• [EXERCISE OBJECTIVE] List every line in the items below that contains the string "target". Case counts.

┌──

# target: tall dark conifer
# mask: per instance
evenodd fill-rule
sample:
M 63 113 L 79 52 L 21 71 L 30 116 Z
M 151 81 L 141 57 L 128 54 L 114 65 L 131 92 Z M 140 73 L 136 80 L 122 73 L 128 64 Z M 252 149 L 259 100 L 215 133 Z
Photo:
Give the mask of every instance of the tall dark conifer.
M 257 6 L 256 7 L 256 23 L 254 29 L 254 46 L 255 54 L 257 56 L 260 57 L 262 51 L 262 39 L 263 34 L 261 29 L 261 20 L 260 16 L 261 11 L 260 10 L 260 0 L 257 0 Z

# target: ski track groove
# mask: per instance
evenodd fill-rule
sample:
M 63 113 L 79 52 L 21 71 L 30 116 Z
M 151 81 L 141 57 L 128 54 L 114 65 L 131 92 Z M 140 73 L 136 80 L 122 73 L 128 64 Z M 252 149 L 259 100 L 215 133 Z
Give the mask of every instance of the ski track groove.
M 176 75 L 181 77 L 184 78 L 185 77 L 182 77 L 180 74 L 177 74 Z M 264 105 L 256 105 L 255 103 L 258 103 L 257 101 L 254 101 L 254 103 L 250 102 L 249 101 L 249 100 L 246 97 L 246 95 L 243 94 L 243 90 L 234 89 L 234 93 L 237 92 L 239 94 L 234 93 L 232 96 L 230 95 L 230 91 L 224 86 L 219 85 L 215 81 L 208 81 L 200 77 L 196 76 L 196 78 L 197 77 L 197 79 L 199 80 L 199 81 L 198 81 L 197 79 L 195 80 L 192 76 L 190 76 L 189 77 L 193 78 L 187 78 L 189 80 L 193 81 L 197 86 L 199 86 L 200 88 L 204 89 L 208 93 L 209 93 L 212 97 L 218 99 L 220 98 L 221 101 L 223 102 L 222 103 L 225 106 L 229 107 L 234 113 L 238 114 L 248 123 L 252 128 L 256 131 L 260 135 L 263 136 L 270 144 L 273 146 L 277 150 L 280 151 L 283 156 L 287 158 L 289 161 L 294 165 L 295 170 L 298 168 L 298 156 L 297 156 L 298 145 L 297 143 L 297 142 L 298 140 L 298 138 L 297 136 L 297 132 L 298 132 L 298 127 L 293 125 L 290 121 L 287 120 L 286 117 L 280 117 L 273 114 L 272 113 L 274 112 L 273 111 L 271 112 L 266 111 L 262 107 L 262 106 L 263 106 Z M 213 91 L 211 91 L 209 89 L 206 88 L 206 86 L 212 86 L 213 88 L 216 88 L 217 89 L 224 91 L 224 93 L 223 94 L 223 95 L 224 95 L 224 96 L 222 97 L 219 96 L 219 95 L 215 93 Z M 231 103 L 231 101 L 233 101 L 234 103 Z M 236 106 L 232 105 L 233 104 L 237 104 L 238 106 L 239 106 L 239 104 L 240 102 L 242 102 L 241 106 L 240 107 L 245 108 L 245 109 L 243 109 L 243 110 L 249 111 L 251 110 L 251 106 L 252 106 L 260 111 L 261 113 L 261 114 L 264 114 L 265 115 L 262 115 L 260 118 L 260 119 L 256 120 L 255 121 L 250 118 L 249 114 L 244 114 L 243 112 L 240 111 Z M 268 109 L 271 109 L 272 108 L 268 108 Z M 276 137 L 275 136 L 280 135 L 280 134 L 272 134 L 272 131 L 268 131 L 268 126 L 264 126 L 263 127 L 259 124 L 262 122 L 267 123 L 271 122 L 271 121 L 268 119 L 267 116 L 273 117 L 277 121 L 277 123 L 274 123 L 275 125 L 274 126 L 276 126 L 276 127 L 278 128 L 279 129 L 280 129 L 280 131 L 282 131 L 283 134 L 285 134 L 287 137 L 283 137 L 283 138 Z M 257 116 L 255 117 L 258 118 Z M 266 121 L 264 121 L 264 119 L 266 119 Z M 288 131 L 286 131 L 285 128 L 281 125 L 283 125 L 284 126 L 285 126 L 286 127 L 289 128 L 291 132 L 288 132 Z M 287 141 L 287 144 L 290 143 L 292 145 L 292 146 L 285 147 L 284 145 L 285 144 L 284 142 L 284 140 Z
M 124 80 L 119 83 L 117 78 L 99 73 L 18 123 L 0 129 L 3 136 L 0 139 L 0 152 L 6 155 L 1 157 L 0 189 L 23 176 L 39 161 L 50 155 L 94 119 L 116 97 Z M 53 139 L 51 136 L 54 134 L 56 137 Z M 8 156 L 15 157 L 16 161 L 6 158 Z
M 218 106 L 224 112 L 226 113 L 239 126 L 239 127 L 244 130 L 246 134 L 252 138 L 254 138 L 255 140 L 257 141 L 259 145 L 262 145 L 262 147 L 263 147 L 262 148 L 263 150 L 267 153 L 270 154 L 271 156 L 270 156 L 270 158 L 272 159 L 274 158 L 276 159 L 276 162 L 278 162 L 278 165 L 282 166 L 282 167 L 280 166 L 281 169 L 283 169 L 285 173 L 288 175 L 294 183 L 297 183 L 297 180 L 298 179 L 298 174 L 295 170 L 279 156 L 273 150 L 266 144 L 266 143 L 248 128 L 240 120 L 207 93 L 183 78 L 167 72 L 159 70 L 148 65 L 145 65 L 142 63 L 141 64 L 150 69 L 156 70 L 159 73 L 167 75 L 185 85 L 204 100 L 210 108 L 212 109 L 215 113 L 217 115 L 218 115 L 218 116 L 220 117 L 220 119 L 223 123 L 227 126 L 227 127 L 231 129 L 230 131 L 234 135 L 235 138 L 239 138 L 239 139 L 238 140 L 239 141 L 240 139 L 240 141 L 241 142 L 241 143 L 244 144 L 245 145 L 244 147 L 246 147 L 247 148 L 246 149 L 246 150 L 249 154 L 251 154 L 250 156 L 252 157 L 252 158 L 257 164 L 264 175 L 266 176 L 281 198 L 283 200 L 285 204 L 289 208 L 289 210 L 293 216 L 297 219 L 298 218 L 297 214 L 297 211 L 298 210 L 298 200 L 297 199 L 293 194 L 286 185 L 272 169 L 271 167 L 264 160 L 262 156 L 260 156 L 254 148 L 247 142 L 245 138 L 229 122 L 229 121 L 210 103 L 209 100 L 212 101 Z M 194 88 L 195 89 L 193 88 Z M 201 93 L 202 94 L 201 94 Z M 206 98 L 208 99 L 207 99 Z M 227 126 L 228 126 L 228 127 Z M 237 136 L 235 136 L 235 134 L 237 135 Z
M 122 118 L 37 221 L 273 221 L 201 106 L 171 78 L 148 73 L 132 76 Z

└──

• [THE ANSWER]
# target: tall dark conifer
# target: ski track groove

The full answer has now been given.